Scan the records below for lines with the word "outline", then state how many you find and nothing else.

^^^^^^^^

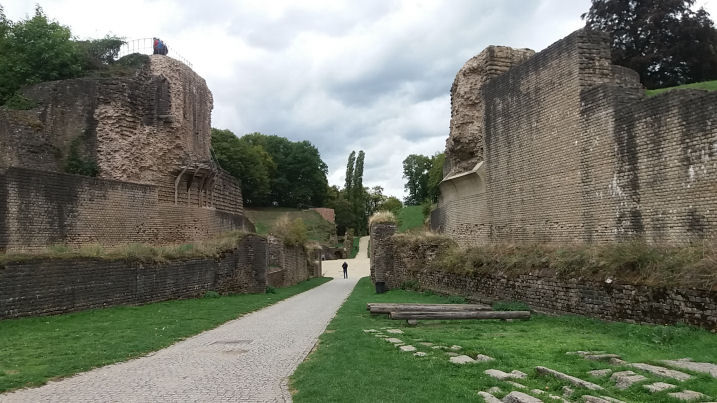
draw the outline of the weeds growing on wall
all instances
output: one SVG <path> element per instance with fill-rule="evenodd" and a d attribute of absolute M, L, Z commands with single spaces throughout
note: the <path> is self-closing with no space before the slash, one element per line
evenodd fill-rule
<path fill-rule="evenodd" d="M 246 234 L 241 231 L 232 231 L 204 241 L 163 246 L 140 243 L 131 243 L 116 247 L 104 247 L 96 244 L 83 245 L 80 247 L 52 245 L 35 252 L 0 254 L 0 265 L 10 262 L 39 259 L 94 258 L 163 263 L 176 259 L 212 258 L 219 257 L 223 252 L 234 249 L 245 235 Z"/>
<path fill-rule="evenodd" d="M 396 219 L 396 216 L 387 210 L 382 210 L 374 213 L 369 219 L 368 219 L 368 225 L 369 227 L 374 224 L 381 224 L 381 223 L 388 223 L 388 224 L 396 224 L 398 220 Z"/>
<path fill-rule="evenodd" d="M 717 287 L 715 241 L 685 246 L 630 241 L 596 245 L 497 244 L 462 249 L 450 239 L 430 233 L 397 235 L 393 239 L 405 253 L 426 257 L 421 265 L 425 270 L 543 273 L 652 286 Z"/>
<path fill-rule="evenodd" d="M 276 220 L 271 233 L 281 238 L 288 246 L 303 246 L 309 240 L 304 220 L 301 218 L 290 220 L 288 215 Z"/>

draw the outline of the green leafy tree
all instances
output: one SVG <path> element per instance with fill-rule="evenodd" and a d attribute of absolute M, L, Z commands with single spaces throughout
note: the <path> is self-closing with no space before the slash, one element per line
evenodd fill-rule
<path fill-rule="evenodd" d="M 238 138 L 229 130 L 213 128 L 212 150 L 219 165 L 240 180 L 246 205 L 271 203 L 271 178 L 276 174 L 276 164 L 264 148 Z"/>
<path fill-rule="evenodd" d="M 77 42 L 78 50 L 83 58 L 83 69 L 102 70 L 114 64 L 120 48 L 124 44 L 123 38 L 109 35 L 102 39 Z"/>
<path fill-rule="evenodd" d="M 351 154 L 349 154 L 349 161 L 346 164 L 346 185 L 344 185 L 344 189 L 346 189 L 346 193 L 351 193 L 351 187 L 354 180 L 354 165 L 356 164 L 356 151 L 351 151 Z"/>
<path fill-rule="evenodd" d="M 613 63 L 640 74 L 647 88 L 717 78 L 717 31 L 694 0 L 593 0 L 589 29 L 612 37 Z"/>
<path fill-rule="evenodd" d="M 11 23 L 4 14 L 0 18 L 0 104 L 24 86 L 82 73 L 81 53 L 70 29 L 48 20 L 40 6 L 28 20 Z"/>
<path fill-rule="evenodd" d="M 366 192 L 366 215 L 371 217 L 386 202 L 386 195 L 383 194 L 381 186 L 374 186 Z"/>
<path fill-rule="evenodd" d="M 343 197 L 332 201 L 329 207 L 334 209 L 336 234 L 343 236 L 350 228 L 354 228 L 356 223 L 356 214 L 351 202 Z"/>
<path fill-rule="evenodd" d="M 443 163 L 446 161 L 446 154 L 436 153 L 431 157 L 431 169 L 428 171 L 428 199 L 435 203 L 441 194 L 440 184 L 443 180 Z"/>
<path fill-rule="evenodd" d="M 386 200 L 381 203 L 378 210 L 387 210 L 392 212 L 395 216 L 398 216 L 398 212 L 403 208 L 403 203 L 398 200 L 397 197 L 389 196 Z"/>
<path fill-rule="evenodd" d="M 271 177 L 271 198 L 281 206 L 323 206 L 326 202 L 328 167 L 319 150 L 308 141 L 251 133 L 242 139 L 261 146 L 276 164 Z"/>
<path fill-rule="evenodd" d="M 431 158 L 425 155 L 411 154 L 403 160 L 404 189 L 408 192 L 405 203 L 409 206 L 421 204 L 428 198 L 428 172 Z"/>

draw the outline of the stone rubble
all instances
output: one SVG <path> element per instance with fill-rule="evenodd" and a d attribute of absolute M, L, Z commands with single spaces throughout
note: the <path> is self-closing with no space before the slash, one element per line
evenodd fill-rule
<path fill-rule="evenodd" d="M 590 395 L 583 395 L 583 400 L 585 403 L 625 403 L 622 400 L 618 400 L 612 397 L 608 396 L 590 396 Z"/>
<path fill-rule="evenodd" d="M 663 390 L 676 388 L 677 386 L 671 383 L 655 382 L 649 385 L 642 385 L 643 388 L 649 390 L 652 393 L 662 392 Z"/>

^^^^^^^^

Your response ->
3